Extracted information
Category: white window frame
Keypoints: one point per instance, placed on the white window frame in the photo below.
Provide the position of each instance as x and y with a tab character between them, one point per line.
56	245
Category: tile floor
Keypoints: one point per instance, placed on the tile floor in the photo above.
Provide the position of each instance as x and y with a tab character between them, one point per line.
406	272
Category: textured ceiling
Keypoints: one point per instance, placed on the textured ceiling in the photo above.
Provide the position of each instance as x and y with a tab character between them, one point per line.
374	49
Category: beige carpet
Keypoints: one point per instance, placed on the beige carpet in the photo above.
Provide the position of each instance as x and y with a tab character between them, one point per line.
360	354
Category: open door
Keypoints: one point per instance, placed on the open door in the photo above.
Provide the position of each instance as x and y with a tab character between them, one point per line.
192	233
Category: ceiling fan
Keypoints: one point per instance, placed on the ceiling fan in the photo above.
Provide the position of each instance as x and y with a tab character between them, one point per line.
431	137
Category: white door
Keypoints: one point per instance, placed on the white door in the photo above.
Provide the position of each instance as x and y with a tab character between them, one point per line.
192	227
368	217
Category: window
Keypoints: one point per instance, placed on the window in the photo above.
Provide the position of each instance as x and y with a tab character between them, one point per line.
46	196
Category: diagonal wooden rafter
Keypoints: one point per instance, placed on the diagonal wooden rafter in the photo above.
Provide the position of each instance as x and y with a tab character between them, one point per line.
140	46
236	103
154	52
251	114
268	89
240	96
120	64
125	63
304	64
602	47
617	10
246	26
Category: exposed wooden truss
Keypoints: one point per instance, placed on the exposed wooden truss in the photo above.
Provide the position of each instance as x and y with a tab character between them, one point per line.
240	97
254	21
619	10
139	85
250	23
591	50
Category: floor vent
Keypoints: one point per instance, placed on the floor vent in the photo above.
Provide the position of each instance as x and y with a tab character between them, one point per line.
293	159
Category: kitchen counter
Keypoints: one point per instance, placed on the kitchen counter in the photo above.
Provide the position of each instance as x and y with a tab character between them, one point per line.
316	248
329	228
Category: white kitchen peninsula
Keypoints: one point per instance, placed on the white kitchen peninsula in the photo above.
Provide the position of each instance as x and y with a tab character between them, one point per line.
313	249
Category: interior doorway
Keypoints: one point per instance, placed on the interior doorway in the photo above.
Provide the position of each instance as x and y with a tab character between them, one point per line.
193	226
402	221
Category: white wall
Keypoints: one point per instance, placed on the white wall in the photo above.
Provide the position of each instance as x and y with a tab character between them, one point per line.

Your objective
Return the whole listing, keeping every word as it is.

Answer
Category: white window frame
Keypoints: one point per instance, placed on the white window frame in the photo below.
Provide the position of each instance as x and y with a tab character between them, one point per line.
56	245
Category: tile floor
Keypoints: one point per instance, placed on the tile floor in the photo above.
Provide the position of each instance as x and y with a tab character between them, one point per line.
406	272
Category: textured ceiling
Keypoints: one point per instance, placed on the textured ceiling in the photo above.
Provide the position of each instance as x and y with a tab character between them, one point per line.
374	49
Category: beige carpet
Keypoints: one point per instance, placed on the beige carpet in the photo above.
Provide the position of each instance as x and y with a tab character between them, one point per line.
360	354
Category: open door
Keypoints: one point per instance, placed on the open door in the photo above.
Provide the position of each instance as x and y with a tab character between them, one point per line.
192	233
Category: ceiling fan
Keypoints: one point per instance, placed on the ceiling fan in the photo above.
Provide the position of each instance as x and y with a tab character between them, one point per line.
431	137
Category: white door
Keypoints: one point per instance, placed on the white door in the photo above.
Provide the position of each instance as x and y with a tab character between them, one point per line.
192	227
368	217
Category: window
Keypoints: one point per instance, placed on the window in the photo above.
Provide the position of each instance as x and y with a tab character between them, one point per line.
46	196
Category: diagonal wooden rafter
Keypoints: one point per instance, placed on the diagonal wooden rafter in the photo above.
Provide the position of each instance as x and y with a tab character between them, one point per line.
140	46
236	103
154	52
251	114
268	89
240	96
120	64
125	63
304	64
602	47
617	10
246	26
Category: exposed wooden truss
Keypoints: one point per instance, placed on the exposed wooden truss in the photo above.
Provide the position of each instance as x and y with a tab character between them, one point per line.
240	97
254	21
619	10
139	85
250	23
591	50
Category: floor vent
Keypoints: one point per instance, placed on the floor vent in the photo above.
Provide the position of each instance as x and y with a tab character between them, one point per line.
293	159
Category: kitchen counter
Keypoints: one point per instance, placed on the kitchen counter in the photo above.
Provide the position of each instance as x and y with a tab character between them, one point per line.
316	248
329	228
Category: white kitchen peninsula
Keypoints: one point per instance, placed on the white kitchen peninsula in the photo above.
Provide the position of each instance as x and y with a tab character between them, one point per line.
313	249
Category: interior doorway
Keypoints: one point per instance, placed on the interior doorway in the photo above.
Provide the position of each instance as x and y with a tab character between them, one point per line.
193	226
402	221
Category: white wall
Keypoints: one point per instance, placed on the white wall in the photo above.
Provide the position of each instance as x and y with a tab character between them, one point per line.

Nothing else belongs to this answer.